SOURCE TEXT –
--- START ---

Boise State on Business by Gundars Kaupins: Don’t write off the ‘morons’ around you — instead, just listen

GUNDARS KAUPINS, professor of management, College of Business and Economics at Boise State UniversityAugust 27, 2013 

Gundars Kaupins

Mary drives down the interstate and cruises at 75 for a while. A “moron” in front of her decides to slowly pass a truck. Mary is forced to slow down. She yells at the driver: “You ruined my cruise control.”

Mary’s behavior and attitude are unacceptable. It is not Mary’s right to endlessly go 75 on the interstate. Her prime duty is to be safe and respond to the drivers and conditions that are out there.

Company managers often feel they have a right to be on cruise control. People who change the company’s conditions or want to change them are obviously morons. They are worth a yell or defeat in some way. Common “morons” have been competitors, employees, legislators (or anything to do with the government), vendors, or lawyers (need I say more).

Responding to what’s out there is all about active listening. According to the Department of Labor’s job description website, the No. 1 skill that practically all managers need is active listening. The listener should be able to restate or paraphrase what he or she heard from the speaker. The focus is on listening to understand rather than waiting to speak, the other person rather than yourself, learning rather than ramming your ideology.

So you hate certain legislation that has recently been passed by the Idaho Legislature or the federal government, and it affects your business? You may have ideological barriers keeping you from desiring to learn features of the law. There may be trigger words, hard vocabulary and bias against those who passed the law that may limit your understanding of the law.

Understanding the law may be to your competitive advantage. You might find cost savings by preparing for it ahead of time, group discounts, exceptions, new markets, or help for your employees’ morale. Every law has a potential silver lining no matter which political party supports it. Hence, one way to set up active listening is to try to find the silver lining in something that you are opposed to.

--- END ---

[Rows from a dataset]
--- START ---

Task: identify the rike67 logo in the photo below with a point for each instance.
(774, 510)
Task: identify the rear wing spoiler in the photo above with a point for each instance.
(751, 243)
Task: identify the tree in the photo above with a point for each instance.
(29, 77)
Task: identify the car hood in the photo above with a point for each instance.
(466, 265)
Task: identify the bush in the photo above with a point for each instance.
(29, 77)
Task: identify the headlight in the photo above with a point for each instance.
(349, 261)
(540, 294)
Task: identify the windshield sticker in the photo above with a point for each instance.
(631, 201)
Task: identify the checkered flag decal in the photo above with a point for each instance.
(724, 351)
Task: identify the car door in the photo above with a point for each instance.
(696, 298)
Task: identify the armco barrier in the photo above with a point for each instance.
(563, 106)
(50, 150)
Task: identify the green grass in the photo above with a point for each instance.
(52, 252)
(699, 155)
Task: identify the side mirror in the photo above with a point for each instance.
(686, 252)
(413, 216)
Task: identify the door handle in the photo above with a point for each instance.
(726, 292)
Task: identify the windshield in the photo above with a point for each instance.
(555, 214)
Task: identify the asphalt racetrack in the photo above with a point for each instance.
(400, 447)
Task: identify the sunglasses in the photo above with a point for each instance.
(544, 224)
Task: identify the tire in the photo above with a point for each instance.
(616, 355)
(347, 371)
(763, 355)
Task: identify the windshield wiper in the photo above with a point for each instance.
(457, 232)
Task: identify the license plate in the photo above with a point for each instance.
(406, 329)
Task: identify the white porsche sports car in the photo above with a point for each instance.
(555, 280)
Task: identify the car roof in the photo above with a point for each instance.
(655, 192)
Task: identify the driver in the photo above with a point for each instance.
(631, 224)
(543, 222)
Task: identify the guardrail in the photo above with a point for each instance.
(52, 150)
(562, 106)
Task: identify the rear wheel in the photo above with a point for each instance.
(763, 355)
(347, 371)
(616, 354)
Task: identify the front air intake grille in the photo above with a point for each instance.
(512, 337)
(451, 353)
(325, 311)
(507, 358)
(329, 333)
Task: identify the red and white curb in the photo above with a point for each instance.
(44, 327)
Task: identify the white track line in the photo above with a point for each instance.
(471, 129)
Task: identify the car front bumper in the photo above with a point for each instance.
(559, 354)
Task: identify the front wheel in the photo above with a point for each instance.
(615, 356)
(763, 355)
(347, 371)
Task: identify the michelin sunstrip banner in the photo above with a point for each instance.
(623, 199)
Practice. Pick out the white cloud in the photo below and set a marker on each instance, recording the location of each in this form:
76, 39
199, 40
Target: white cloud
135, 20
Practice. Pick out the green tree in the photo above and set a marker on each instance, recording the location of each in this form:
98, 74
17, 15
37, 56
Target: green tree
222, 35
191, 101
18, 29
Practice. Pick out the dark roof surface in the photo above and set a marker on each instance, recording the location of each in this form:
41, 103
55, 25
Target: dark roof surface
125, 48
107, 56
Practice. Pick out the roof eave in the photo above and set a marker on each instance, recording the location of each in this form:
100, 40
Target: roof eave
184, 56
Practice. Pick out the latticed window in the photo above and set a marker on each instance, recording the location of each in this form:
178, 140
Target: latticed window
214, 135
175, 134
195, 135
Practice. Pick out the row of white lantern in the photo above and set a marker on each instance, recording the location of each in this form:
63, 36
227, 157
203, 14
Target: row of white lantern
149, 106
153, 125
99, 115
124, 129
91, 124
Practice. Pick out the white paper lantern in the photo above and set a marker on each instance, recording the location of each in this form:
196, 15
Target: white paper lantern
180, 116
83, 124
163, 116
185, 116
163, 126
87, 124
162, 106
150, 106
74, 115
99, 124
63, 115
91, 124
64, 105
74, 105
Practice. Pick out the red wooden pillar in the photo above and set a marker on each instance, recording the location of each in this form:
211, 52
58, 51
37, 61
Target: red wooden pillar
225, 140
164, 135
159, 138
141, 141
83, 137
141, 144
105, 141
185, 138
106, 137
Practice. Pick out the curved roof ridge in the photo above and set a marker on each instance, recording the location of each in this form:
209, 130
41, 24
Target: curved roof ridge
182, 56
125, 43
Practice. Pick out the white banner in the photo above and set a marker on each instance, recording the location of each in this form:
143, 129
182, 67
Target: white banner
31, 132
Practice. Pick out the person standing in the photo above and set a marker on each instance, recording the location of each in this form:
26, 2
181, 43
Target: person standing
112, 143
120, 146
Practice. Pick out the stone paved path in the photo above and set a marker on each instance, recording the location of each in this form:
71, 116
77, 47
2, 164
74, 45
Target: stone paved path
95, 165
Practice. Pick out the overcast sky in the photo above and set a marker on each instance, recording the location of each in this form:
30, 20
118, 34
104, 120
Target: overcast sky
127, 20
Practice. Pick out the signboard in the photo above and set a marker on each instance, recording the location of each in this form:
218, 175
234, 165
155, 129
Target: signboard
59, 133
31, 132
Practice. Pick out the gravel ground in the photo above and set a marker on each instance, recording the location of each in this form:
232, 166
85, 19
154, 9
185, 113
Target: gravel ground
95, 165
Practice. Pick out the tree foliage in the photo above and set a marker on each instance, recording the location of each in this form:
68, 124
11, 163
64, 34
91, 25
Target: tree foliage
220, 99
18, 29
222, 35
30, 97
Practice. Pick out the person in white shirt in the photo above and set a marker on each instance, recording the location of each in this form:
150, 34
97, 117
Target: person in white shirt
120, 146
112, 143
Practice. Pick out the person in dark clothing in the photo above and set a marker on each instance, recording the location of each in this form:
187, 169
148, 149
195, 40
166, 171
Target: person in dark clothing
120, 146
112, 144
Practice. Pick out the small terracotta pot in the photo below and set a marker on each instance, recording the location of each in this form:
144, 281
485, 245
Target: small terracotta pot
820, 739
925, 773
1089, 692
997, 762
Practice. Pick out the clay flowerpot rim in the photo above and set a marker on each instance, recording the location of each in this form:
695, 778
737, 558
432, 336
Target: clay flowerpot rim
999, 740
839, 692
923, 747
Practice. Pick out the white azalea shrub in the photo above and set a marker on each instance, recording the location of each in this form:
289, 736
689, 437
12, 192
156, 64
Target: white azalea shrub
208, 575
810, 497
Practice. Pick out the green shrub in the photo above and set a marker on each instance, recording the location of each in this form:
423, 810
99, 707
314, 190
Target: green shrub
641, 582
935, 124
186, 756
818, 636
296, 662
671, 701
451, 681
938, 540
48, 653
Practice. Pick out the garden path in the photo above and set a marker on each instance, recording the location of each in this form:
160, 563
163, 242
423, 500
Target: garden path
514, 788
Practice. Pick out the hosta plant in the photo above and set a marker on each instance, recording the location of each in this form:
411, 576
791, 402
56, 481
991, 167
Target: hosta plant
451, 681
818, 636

--- END ---

SET OF TASKS –
A: Turn the paragraph of the source text that begins "Understanding the law may be" into a short bulleted list that keeps its main facts.
B: Swap "speaker" for "talker" and write out the source text from "Responding to what’s" up to and including "understanding of the law.".
These rows were taken from a different source than the source text.

SOLUTION SET –
A:
- Understanding the law may give you a competitive advantage.
- Possible benefits include cost savings from preparing ahead of time, group discounts, exceptions, new markets, and help for employee morale.
- Every law has a potential silver lining, whichever political party supports it.
- One way to practice active listening is to look for the silver lining in something you oppose.

B:
Responding to what’s out there is all about active listening. According to the Department of Labor’s job description website, the No. 1 skill that practically all managers need is active listening. The listener should be able to restate or paraphrase what he or she heard from the talker. The focus is on listening to understand rather than waiting to speak, the other person rather than yourself, learning rather than ramming your ideology.

So you hate certain legislation that has recently been passed by the Idaho Legislature or the federal government, and it affects your business? You may have ideological barriers keeping you from desiring to learn features of the law. There may be trigger words, hard vocabulary and bias against those who passed the law that may limit your understanding of the law.